» Exercise
Look for the line with "Could you point out every instance of the framed beach" in the entries below, then extract that line and all lines after it exactly, with pictures left out.

☆ ☆ ☆

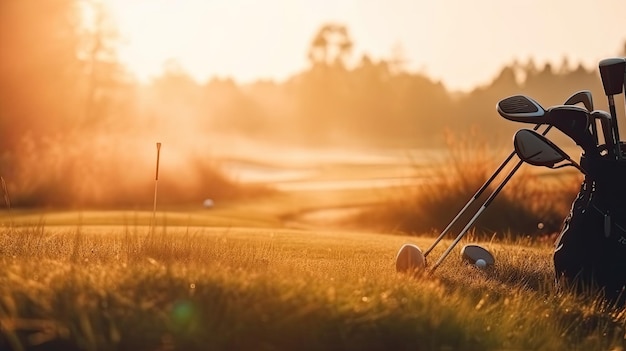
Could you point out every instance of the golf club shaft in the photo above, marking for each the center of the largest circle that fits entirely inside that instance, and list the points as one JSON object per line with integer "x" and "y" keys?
{"x": 480, "y": 211}
{"x": 475, "y": 197}
{"x": 618, "y": 154}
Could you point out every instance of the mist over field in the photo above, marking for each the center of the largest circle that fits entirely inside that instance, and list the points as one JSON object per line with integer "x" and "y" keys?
{"x": 76, "y": 129}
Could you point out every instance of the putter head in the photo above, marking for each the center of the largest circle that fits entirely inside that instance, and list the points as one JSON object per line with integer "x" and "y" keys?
{"x": 535, "y": 149}
{"x": 584, "y": 97}
{"x": 574, "y": 122}
{"x": 612, "y": 74}
{"x": 521, "y": 108}
{"x": 472, "y": 253}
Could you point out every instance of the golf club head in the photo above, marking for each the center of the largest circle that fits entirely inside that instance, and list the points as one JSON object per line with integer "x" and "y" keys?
{"x": 573, "y": 121}
{"x": 605, "y": 121}
{"x": 584, "y": 97}
{"x": 535, "y": 149}
{"x": 521, "y": 108}
{"x": 471, "y": 253}
{"x": 612, "y": 74}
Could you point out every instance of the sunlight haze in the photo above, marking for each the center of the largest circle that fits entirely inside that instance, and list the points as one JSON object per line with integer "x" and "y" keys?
{"x": 461, "y": 43}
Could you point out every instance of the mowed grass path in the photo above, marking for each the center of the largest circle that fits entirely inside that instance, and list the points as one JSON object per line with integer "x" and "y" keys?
{"x": 83, "y": 287}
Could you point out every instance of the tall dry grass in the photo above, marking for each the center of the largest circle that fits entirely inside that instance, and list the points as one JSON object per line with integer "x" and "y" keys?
{"x": 226, "y": 289}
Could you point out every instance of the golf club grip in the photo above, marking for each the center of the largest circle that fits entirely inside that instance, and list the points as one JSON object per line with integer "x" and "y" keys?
{"x": 480, "y": 211}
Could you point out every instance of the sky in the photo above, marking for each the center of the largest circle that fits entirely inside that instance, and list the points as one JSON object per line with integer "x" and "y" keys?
{"x": 461, "y": 43}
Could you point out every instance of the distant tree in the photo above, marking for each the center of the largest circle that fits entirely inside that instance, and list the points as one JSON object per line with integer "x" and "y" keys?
{"x": 330, "y": 45}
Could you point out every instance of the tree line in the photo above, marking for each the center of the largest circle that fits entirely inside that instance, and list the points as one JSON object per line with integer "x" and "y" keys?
{"x": 62, "y": 86}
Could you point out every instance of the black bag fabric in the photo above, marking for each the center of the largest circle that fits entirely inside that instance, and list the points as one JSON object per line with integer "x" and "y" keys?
{"x": 591, "y": 250}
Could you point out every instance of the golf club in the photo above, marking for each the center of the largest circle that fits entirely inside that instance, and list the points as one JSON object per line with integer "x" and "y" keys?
{"x": 584, "y": 97}
{"x": 537, "y": 150}
{"x": 522, "y": 109}
{"x": 607, "y": 131}
{"x": 612, "y": 75}
{"x": 574, "y": 122}
{"x": 571, "y": 120}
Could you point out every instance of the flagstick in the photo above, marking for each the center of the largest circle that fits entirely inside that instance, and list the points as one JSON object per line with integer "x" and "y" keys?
{"x": 156, "y": 180}
{"x": 7, "y": 201}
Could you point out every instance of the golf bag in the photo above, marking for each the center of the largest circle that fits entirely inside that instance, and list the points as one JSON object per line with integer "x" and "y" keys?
{"x": 591, "y": 249}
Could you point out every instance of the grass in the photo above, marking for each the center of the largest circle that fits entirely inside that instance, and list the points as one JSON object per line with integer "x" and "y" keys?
{"x": 530, "y": 204}
{"x": 200, "y": 288}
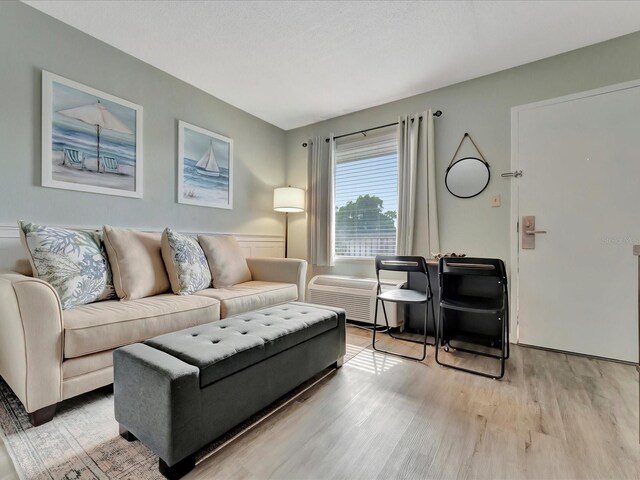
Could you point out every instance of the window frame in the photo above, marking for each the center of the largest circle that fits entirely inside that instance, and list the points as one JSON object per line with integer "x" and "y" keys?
{"x": 357, "y": 150}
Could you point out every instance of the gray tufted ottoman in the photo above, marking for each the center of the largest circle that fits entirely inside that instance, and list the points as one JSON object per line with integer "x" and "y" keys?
{"x": 180, "y": 391}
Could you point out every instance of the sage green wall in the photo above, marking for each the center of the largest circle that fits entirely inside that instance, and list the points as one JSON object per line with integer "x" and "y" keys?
{"x": 30, "y": 42}
{"x": 481, "y": 107}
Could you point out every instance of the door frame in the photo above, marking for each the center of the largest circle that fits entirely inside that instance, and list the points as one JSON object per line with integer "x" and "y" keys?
{"x": 514, "y": 318}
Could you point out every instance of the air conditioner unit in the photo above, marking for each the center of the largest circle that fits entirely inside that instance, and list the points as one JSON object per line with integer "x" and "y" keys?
{"x": 355, "y": 295}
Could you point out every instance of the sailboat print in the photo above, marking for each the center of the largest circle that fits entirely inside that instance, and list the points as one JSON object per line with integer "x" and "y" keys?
{"x": 207, "y": 165}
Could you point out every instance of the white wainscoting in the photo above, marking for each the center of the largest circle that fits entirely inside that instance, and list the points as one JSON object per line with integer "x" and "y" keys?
{"x": 252, "y": 245}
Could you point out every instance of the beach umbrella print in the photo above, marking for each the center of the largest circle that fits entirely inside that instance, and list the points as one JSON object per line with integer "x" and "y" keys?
{"x": 97, "y": 115}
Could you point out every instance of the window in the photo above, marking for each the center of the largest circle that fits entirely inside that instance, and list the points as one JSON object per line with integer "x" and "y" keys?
{"x": 366, "y": 197}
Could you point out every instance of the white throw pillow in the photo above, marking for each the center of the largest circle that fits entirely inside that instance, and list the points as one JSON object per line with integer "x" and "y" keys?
{"x": 72, "y": 261}
{"x": 186, "y": 263}
{"x": 226, "y": 261}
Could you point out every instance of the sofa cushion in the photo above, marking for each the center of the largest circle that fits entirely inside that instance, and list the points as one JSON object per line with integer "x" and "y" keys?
{"x": 222, "y": 348}
{"x": 185, "y": 262}
{"x": 252, "y": 295}
{"x": 226, "y": 261}
{"x": 72, "y": 261}
{"x": 101, "y": 326}
{"x": 136, "y": 262}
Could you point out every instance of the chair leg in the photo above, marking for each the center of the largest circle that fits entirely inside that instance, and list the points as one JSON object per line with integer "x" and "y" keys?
{"x": 429, "y": 301}
{"x": 386, "y": 320}
{"x": 502, "y": 357}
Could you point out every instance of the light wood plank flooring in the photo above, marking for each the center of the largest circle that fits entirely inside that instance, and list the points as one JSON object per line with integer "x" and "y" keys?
{"x": 553, "y": 416}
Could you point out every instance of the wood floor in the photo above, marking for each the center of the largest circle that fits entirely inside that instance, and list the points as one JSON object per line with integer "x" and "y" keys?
{"x": 553, "y": 416}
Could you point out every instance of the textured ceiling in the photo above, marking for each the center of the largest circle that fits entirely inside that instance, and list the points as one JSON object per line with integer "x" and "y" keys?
{"x": 293, "y": 63}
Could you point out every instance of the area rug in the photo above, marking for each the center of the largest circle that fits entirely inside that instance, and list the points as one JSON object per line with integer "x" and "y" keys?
{"x": 82, "y": 441}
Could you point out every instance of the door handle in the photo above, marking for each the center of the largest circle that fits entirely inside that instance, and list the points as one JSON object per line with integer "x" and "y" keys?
{"x": 529, "y": 232}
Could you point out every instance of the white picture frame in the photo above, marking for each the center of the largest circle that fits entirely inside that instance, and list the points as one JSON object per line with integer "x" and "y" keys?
{"x": 205, "y": 167}
{"x": 112, "y": 164}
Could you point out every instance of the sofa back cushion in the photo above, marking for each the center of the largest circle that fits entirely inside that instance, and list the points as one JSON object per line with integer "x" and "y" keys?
{"x": 226, "y": 261}
{"x": 185, "y": 262}
{"x": 74, "y": 262}
{"x": 136, "y": 262}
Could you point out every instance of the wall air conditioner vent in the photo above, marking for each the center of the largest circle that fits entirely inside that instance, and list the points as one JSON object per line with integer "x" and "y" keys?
{"x": 357, "y": 296}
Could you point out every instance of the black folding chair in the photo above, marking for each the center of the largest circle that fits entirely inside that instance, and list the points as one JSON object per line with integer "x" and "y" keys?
{"x": 475, "y": 288}
{"x": 402, "y": 295}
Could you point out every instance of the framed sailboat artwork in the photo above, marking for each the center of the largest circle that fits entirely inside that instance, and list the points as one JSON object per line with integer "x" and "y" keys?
{"x": 205, "y": 167}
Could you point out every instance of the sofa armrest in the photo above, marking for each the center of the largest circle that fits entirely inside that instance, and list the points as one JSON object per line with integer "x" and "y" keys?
{"x": 285, "y": 270}
{"x": 31, "y": 341}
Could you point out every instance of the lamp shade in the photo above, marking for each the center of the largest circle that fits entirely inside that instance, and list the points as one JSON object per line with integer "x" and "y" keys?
{"x": 288, "y": 199}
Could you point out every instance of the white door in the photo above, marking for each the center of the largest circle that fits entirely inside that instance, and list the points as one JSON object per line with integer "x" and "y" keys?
{"x": 580, "y": 157}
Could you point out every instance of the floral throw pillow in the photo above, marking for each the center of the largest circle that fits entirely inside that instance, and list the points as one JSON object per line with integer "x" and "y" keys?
{"x": 72, "y": 261}
{"x": 186, "y": 263}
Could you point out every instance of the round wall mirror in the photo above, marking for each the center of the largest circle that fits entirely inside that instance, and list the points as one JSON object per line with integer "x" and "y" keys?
{"x": 467, "y": 177}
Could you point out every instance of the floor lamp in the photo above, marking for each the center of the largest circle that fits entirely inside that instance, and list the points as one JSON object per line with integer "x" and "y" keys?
{"x": 288, "y": 200}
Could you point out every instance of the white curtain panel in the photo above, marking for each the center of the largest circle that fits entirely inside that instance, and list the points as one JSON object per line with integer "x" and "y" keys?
{"x": 321, "y": 232}
{"x": 416, "y": 149}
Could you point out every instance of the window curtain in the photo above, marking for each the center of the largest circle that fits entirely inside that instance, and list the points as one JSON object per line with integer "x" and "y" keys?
{"x": 416, "y": 179}
{"x": 321, "y": 232}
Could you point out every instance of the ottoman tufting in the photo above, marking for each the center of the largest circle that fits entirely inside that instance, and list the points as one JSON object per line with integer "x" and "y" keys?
{"x": 180, "y": 391}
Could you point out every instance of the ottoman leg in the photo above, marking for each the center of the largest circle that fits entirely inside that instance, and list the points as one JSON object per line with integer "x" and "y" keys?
{"x": 127, "y": 435}
{"x": 178, "y": 470}
{"x": 43, "y": 415}
{"x": 338, "y": 363}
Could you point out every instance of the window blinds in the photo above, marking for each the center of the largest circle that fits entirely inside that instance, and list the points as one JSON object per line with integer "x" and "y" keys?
{"x": 366, "y": 197}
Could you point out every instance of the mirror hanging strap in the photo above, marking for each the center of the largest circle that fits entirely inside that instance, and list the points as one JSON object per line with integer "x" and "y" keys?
{"x": 467, "y": 135}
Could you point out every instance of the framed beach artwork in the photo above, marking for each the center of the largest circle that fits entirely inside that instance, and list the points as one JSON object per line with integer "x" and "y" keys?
{"x": 91, "y": 141}
{"x": 205, "y": 167}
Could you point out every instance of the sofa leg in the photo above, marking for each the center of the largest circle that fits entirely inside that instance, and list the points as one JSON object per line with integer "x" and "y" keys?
{"x": 127, "y": 435}
{"x": 43, "y": 415}
{"x": 178, "y": 470}
{"x": 338, "y": 363}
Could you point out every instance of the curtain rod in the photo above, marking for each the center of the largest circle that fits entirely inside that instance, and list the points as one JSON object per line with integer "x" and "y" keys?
{"x": 437, "y": 113}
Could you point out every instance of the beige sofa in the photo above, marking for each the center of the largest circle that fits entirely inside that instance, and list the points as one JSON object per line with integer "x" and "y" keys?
{"x": 48, "y": 355}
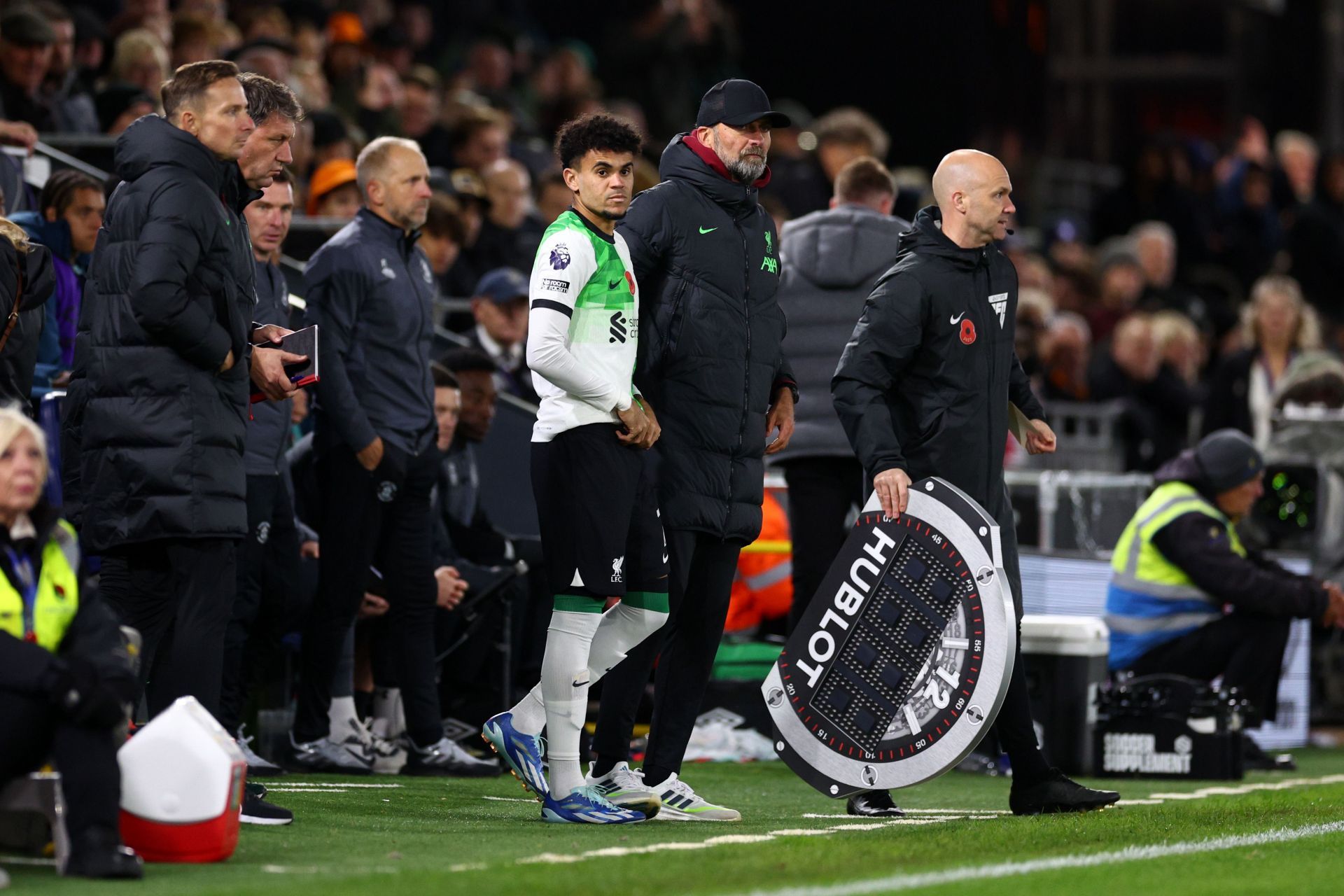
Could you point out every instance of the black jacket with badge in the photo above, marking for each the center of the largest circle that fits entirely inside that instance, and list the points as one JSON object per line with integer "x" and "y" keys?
{"x": 371, "y": 292}
{"x": 152, "y": 431}
{"x": 268, "y": 430}
{"x": 926, "y": 378}
{"x": 705, "y": 255}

☆ ☆ ☆

» Result of the task
Could you point out every instance of the framed beach artwork in the photo above, marking for each the center of the largest circle that fits entirely inside that instance, and list the points as one JSON object per line with integer "x" and "y" keys?
{"x": 91, "y": 141}
{"x": 205, "y": 167}
Could you point out every instance of the sofa leg in the photo above, marking for each the center of the largest circle that fits entirely inside that instance, and list the points as one JSON object per line with integer "x" and "y" keys?
{"x": 127, "y": 435}
{"x": 43, "y": 415}
{"x": 178, "y": 470}
{"x": 338, "y": 363}
Could you point out every instance of the curtain rod in the photo above, marking for each the center of the largest circle that fits entirely inside that instance, and list the points as one JSON object per line with integer "x" and "y" keys?
{"x": 437, "y": 113}
Could you point out every instance of the beige sofa in the photo above, marking for each the center of the largest circle that fits entirely inside that instance, and list the points as one JSON object per line with integer "x" and "y" keys?
{"x": 48, "y": 355}
Could you point out every instance of the black jacket with badge in the photo above, marking for each the center of the largest circle that fits entirely inside that instance, and list the points as one JSON object per line with integer "x" and "y" keys?
{"x": 371, "y": 292}
{"x": 152, "y": 431}
{"x": 268, "y": 430}
{"x": 926, "y": 378}
{"x": 705, "y": 255}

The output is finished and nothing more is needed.